WORK ORDER:
Repeat the passage about writing diagrams in Mermaid alongside document text word for word.

What I really enjoy about Mermaid is that it integrates really nicely into my document-writing process. I can flip back and forth between prose narration and diagram edits without shifting context or opening a different app. In particular I find myself using Confluence’s /mermaid command, which renders a block of Mermaid code embedded directly into the document. The mechanism is a little clunky - I tend to hide the Mermaid code in a /expand block to focus the reader on the graphics - but the results are really nice. With Lucidchart I unwittingly fell into a kind of waterfall process, whereby I’d write a bunch of text for a while, and when I’m done with that I turn to diagram layout. With Mermaid I find that the text and diagram remain in active conversation with each other, that tweaks in the text readily become tweaks in the diagram and vice versa. It’s a much cleaner way to think, and produces more up-to-date diagrams in the bargain. The cherry on top is that your diagram gets versioned alongside your text, with Confluence’s versioning tools, which satisfies my inner code historian. Again, none of these revelations are new to anyone who’s juggled GUIs and CLIs before - for example scientists who need to shift between LaTeX and data manipulation will likely see similar results - but it certainly is gratifying.

Records taken from a dataset:
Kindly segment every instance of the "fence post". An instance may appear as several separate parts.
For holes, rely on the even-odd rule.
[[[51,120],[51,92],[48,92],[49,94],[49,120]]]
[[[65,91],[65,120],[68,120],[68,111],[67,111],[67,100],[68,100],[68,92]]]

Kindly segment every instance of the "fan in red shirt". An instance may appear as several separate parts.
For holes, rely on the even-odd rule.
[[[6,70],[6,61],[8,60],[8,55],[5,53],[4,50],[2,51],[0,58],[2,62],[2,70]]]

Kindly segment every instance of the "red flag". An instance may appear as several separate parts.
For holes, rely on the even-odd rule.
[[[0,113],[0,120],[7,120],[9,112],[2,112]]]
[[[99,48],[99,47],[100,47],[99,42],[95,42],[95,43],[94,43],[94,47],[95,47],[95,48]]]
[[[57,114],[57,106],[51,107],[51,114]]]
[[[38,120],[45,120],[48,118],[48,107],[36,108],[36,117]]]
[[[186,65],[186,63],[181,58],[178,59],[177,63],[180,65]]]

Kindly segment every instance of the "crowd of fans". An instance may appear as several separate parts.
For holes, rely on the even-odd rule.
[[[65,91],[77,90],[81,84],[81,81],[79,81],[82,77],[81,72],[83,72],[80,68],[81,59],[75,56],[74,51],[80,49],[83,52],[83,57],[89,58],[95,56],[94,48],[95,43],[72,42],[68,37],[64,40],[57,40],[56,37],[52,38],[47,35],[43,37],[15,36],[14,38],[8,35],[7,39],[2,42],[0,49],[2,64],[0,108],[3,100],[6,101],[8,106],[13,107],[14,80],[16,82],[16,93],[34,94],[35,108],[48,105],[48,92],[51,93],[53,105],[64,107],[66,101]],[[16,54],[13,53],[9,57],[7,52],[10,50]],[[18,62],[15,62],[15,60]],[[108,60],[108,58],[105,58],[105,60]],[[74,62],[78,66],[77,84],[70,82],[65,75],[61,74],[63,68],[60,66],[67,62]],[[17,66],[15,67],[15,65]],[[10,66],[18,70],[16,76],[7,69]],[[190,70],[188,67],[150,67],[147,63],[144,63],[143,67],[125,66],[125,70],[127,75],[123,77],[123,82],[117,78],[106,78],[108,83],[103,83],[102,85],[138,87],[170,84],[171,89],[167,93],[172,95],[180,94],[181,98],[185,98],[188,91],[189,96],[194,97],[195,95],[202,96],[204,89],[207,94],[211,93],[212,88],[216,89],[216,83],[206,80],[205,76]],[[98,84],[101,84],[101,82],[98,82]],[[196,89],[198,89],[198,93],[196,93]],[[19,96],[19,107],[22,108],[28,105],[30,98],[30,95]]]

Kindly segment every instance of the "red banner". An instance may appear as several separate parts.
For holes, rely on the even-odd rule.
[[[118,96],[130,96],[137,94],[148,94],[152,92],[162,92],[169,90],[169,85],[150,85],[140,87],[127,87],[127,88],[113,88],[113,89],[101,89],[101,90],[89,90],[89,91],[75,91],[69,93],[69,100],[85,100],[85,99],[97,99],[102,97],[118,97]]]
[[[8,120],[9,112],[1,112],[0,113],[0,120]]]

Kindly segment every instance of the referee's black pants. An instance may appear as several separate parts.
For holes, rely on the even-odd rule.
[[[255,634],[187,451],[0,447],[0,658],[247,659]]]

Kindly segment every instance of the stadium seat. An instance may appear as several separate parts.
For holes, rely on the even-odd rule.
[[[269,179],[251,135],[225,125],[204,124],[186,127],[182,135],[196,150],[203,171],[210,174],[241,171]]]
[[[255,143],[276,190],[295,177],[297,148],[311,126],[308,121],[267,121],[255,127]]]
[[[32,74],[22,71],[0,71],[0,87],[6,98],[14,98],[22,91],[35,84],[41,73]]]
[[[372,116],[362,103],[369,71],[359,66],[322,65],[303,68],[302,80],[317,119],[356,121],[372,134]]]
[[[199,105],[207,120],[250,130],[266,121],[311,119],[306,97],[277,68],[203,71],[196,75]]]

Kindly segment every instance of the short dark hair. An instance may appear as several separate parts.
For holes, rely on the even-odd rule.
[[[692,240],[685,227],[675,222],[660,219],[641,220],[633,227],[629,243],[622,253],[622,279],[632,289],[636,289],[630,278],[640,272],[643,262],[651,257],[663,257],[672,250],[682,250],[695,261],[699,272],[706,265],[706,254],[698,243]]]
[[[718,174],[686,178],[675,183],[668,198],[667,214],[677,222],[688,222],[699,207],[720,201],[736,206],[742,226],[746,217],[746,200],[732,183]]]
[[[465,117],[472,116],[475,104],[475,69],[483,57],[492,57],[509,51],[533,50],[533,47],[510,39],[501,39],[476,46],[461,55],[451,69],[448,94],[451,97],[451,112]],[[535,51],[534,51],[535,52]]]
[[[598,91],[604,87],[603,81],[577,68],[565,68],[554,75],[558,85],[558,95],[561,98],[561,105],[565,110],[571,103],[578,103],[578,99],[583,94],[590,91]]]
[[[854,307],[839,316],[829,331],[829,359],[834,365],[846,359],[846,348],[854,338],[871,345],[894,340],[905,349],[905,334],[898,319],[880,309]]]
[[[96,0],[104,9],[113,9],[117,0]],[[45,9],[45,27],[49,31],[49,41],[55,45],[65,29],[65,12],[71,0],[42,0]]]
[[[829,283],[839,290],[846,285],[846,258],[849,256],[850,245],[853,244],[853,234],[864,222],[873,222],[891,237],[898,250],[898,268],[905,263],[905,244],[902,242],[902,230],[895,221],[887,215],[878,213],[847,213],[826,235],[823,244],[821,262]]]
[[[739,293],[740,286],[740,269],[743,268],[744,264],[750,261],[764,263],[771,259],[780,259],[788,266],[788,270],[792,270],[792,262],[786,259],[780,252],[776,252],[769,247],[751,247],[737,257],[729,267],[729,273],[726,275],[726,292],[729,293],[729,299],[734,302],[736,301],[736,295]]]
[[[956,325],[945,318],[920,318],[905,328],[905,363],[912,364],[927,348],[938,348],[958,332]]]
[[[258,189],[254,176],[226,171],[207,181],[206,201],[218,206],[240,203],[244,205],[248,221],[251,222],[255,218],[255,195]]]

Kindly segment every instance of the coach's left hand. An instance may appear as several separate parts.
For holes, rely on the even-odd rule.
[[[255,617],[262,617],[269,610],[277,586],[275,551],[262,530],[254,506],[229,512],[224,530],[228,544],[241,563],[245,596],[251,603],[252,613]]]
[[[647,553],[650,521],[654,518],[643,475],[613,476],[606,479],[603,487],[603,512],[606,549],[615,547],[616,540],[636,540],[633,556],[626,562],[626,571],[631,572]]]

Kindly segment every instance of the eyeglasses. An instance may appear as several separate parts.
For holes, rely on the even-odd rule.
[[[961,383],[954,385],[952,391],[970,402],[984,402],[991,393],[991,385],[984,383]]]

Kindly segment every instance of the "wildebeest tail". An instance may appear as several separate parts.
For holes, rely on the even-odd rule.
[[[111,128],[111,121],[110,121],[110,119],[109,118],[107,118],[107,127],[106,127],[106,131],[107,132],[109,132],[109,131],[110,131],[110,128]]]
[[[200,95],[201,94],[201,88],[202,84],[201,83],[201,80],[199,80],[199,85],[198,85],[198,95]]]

RESPONSE:
What I really enjoy about Mermaid is that it integrates really nicely into my document-writing process. I can flip back and forth between prose narration and diagram edits without shifting context or opening a different app. In particular I find myself using Confluence’s /mermaid command, which renders a block of Mermaid code embedded directly into the document. The mechanism is a little clunky - I tend to hide the Mermaid code in a /expand block to focus the reader on the graphics - but the results are really nice. With Lucidchart I unwittingly fell into a kind of waterfall process, whereby I’d write a bunch of text for a while, and when I’m done with that I turn to diagram layout. With Mermaid I find that the text and diagram remain in active conversation with each other, that tweaks in the text readily become tweaks in the diagram and vice versa. It’s a much cleaner way to think, and produces more up-to-date diagrams in the bargain. The cherry on top is that your diagram gets versioned alongside your text, with Confluence’s versioning tools, which satisfies my inner code historian. Again, none of these revelations are new to anyone who’s juggled GUIs and CLIs before - for example scientists who need to shift between LaTeX and data manipulation will likely see similar results - but it certainly is gratifying.